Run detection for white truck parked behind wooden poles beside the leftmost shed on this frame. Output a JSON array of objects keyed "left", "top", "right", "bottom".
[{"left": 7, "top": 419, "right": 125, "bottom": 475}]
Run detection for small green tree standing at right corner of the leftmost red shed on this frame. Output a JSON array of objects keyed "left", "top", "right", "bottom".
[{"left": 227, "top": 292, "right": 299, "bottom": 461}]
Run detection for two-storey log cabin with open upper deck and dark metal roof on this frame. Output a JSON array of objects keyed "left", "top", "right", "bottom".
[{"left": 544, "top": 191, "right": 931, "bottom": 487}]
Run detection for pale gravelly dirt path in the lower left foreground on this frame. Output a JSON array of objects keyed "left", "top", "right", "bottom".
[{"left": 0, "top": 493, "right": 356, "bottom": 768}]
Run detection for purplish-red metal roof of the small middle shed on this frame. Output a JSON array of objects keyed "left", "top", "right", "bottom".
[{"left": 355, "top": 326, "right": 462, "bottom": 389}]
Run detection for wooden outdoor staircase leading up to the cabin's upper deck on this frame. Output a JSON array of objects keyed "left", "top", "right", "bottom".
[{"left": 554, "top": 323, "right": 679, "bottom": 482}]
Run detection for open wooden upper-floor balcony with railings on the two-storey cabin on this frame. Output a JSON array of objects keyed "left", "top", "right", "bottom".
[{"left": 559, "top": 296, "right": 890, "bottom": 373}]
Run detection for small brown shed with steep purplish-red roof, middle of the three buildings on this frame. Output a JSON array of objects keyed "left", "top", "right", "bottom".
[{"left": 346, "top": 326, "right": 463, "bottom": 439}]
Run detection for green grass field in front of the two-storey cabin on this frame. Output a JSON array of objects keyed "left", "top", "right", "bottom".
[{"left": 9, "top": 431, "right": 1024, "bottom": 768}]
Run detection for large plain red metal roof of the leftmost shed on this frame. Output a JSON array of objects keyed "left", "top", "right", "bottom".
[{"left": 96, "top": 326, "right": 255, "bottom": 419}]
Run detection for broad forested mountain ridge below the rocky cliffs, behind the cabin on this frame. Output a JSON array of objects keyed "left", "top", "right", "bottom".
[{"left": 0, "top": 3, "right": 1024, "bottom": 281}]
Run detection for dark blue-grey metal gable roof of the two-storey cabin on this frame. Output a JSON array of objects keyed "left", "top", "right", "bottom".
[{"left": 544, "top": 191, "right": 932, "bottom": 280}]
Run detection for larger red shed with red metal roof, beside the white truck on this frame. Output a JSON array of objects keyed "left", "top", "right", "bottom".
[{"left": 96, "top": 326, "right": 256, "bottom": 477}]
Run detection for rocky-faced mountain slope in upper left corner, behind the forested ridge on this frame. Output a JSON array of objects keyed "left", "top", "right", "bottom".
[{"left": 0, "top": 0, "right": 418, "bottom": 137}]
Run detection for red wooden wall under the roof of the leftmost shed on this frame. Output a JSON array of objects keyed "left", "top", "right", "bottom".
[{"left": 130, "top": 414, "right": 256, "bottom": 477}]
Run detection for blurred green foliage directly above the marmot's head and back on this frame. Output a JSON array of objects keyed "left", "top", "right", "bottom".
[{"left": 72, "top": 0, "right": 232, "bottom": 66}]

(Required action)
The answer must consist of the lines from the one with "Run detection for rocky-faced" through the final line of the entries above, exactly as they are, and nothing else.

(Response to this exercise)
Run detection for rocky-faced mountain slope in upper left corner, behind the forested ridge on this frame. Output a JSON array of objects keyed "left", "top", "right", "bottom".
[{"left": 0, "top": 0, "right": 418, "bottom": 137}]
Run detection for red wooden wall under the roof of the leftmost shed on this frame. Output a JSON array of objects keyed "left", "top", "right", "bottom".
[{"left": 130, "top": 414, "right": 256, "bottom": 477}]
Run detection for blurred green foliage directly above the marmot's head and back on this frame. Output a JSON array of objects keyed "left", "top", "right", "bottom".
[{"left": 72, "top": 0, "right": 232, "bottom": 66}]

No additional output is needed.